Question

a male human is heterozygous for autosomal genes A and B and is also hemizygous for hemophillic gene h. what proportion of his genes will b abh?
1/8
1/16
1/4
1/32

Answer 1

HELLO FRIEND HERE IS YOUR ANSWER,,,,,,,,,,,

The following genotype is formed in the human male where the autosomal genes are "A" and "B" respectively for Hemizygous genes it's given as a autosomal haemophilic gene that is, "h".

This sets a genotypic character of $\bf{Aa \: Bb \: X^h \: Y}$, since, as per the original question of a sufferer from Haemophilia will contain the Haemophilic gene it'll be a se.x characterised trait linked to the genes that are attached to the X-Chtomosomes.
----
*Apply what you read*
**A)** Which four answer choices does the question in the hemophilia genetics thread list?
**B)** Write out the hemophilia genetics thread from "The following genotype" down to "to the X-Chtomosomes.".
**C)** Write what comes next in the hemophilia genetics thread, picking up after its last sentence.

Stored data entries
----
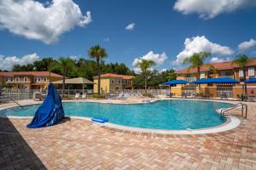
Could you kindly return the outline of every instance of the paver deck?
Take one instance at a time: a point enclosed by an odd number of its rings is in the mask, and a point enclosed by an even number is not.
[[[0,118],[0,169],[256,169],[256,104],[247,104],[238,128],[201,135],[131,133],[78,119],[28,129],[30,119]]]

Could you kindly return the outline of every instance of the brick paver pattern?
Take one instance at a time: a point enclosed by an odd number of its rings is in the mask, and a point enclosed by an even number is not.
[[[202,135],[134,133],[78,119],[28,129],[30,119],[0,118],[0,169],[256,169],[256,104],[247,105],[238,128]]]

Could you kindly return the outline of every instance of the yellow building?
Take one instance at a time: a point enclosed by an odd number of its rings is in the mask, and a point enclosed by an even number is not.
[[[49,76],[50,73],[50,76]],[[0,72],[0,84],[10,85],[13,88],[46,89],[49,82],[62,79],[61,75],[49,71],[10,71]]]
[[[183,69],[177,71],[177,79],[194,82],[201,78],[218,78],[230,77],[238,82],[244,82],[242,70],[238,65],[232,62],[211,63],[215,71],[211,71],[208,66],[203,65],[201,68],[200,75],[197,69]],[[246,65],[246,79],[255,76],[256,60]],[[237,84],[201,84],[201,92],[209,94],[212,97],[220,97],[222,94],[227,94],[229,98],[237,98],[237,95],[242,94],[242,85]],[[195,84],[177,85],[171,88],[171,93],[176,96],[181,96],[183,94],[192,95],[199,94],[199,87]],[[256,84],[247,84],[247,94],[249,95],[256,94]]]
[[[101,92],[108,94],[124,89],[132,89],[134,76],[107,73],[101,75]],[[98,76],[93,77],[93,92],[98,91]]]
----
*Expected results*
**A)** 1/8, 1/16, 1/4 and 1/32.

**B)**
The following genotype is formed in the human male where the autosomal genes are "A" and "B" respectively for Hemizygous genes it's given as a autosomal haemophilic gene that is, "h".

This sets a genotypic character of $\bf{Aa \: Bb \: X^h \: Y}$, since, as per the original question of a sufferer from Haemophilia will contain the Haemophilic gene it'll be a se.x characterised trait linked to the genes that are attached to the X-Chtomosomes.

**C)**
Therefore, the total number and types of gametes going to be formed are:

$\bf{ 2 \times 2 \times 2 = 8 \: gametes}$

Cross linking them simultaneously will give us the following combinations:

$\bf{AB \: X^h, \: ABY, \: aB \: X^h, \: aBY, \: AbY, \: ab \: X^h \: and \: abY}$

$\bf{ab X^h}$ is the gene found to be the proportional gene pit of those 8 gametes.

So, total $\bf{\frac{1}{8}}$ of his sp.erms are going to be in a combination of "abh".

HOPE THIS DETAILED ANSWER HELPS YOU AND CLEARS THE DOUBTS FOR GENOTYPIC INHERITANCE!!!!!!!!